YOUR GOAL - Every record that follows should be printed verbatim.

INFORMATION GIVEN -
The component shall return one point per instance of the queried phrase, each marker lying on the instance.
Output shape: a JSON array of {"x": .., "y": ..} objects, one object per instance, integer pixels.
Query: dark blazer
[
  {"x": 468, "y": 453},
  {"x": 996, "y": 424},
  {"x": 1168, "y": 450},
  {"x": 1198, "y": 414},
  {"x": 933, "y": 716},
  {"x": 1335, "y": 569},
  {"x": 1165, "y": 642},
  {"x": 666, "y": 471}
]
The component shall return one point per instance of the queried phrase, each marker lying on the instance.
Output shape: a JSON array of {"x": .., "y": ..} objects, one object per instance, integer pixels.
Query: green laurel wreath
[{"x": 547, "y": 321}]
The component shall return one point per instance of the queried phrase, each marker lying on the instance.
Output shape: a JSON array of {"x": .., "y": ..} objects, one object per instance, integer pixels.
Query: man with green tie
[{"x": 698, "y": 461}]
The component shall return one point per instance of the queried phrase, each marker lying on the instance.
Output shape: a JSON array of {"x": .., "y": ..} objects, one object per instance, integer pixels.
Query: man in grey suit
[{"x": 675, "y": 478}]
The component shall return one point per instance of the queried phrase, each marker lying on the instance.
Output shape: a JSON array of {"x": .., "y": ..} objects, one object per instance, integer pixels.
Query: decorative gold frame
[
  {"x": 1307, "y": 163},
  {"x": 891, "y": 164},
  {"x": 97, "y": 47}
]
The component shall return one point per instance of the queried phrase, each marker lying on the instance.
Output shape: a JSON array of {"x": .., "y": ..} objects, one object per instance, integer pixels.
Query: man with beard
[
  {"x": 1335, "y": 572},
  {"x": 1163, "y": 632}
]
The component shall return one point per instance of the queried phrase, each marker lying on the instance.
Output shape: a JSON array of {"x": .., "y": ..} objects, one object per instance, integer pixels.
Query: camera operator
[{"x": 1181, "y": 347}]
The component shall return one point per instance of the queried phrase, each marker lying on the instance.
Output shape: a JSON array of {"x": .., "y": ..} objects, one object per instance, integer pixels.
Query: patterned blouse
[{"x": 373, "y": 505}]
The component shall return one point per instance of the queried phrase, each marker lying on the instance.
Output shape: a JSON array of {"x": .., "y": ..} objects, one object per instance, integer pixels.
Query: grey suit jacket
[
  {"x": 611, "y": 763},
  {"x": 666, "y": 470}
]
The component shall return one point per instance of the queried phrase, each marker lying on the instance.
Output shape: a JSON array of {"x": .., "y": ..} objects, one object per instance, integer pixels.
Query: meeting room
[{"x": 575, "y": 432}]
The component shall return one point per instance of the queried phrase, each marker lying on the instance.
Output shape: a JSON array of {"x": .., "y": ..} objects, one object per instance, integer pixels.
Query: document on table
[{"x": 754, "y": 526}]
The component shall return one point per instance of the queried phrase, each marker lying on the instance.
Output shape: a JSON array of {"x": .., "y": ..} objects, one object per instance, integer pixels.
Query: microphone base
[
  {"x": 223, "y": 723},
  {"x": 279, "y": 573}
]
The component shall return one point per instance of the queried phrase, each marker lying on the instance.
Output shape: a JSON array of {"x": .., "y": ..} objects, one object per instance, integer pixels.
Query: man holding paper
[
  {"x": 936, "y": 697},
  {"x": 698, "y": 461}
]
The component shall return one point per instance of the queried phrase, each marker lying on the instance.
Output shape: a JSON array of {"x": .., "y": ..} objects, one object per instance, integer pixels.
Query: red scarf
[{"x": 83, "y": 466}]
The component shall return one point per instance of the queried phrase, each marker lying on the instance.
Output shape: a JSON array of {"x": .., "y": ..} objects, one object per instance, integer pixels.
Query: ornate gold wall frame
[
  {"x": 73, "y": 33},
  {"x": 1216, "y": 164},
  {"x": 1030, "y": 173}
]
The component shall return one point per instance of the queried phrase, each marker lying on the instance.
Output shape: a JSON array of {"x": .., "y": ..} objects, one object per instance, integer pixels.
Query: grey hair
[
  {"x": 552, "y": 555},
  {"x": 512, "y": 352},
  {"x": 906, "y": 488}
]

WRITTEN SOLUTION -
The component shall return one point per instance of the queried phrase, each marker lying on the instance.
Output shape: a JSON array of {"x": .., "y": ..} objects, one object per instance, integer pixels.
Query: dark blazer
[
  {"x": 468, "y": 453},
  {"x": 996, "y": 424},
  {"x": 1168, "y": 450},
  {"x": 1198, "y": 414},
  {"x": 933, "y": 716},
  {"x": 1335, "y": 569},
  {"x": 1165, "y": 642},
  {"x": 666, "y": 471}
]
The component shall return one point per instance of the queried phrase, each marker lying on the instance.
Output shape: a JSON array of {"x": .., "y": ..} objects, one object per instance, integer pixels.
Query: green laurel wreath
[{"x": 547, "y": 321}]
The component shall return one point per instance of the queried phrase, each marker lying on the instance.
Output shape: a JSON array of {"x": .., "y": ..} objects, one object per instance, integer pixels.
Query: man with green tie
[{"x": 698, "y": 461}]
The component shall return one point per instance of the queried phrase, each marker lying on the instance.
Output shape: a JSON array of {"x": .., "y": ..} objects, one object per instance, integer pixels.
Query: man in grey suit
[{"x": 675, "y": 478}]
The component shall return one point per instance of the queried phrase, each marker lying on the instance.
Output shape: a JSON array of {"x": .., "y": ..} objects, one object per instance, integer pixels.
Query: decorative gold frame
[
  {"x": 1307, "y": 163},
  {"x": 891, "y": 164},
  {"x": 97, "y": 47}
]
The component shall return one point per instance of the queried phrase, each marker lying on the instance.
Output shape: a JSON array of {"x": .., "y": ..} objects, one object per instance, integer pixels.
Query: man with beard
[
  {"x": 1335, "y": 572},
  {"x": 1163, "y": 632}
]
The component shall return one point per instance of the queried phrase, each marker lying on the instance.
Output shape: a JSON array of {"x": .., "y": ..} objects, one object per instance, integer pixels.
Query: camera operator
[{"x": 1181, "y": 347}]
The component shall return one point per instance of the queried phrase, each marker lying on the instance.
Output shape: a JSON array of {"x": .., "y": ..} objects, one object per instance, integer pixels.
Query: patterned blouse
[{"x": 373, "y": 505}]
The component shall return one point per instance of the queried phrase, each marker lying on the instance.
Output shape: a JSON array of {"x": .., "y": ..} objects, one object per instance, integer pixels.
Query: grey suit jacket
[
  {"x": 611, "y": 763},
  {"x": 666, "y": 470}
]
The component shall return one point per instance of the queried phrase, each marker lying on the instance.
Output shape: a JSON array of {"x": .., "y": ..} objects, one object per instance, integer pixels.
Query: meeting room
[{"x": 575, "y": 432}]
The component shall return one point per instance of the queried phrase, each marker lying on the instance.
Output shape: a JSON array of {"x": .., "y": ..} objects, one object per instance, integer pixels.
Query: document on table
[{"x": 754, "y": 526}]
The component shall return one point per instance of the queried phrase, each marker lying on the instance.
Output shape: a JSON array of {"x": .., "y": ..} objects, one object per instance, integer pixels.
Query: microphone base
[
  {"x": 223, "y": 723},
  {"x": 279, "y": 573}
]
The component shall return one point per instance of the queried phrase, each marker lying on the instance.
Output shape: a JSON array of {"x": .., "y": ..} objects, one object per instance, integer pixels.
Query: man holding paper
[
  {"x": 936, "y": 697},
  {"x": 698, "y": 461}
]
The component shall return one point per instance of the queried phrase, each marker lying on the instance.
Output shape: a JSON array of {"x": .., "y": ..} objects, one object per instance, integer pixels.
Query: red scarf
[{"x": 83, "y": 466}]
The component shall return one point per instance of the queried phrase, each marker lying on the instance.
Output shape: a JSON array of {"x": .., "y": ..} objects, one object per instance, integer pixels.
Query: ornate gold wall frame
[
  {"x": 73, "y": 33},
  {"x": 1216, "y": 164},
  {"x": 1030, "y": 173}
]
The component shall return one point per instance of the queried phrase, each marker lying on the instance.
Output shape: a JSON array of {"x": .., "y": ..} objects, one object per instance, integer pixels.
Query: grey hair
[
  {"x": 552, "y": 555},
  {"x": 512, "y": 352},
  {"x": 906, "y": 488}
]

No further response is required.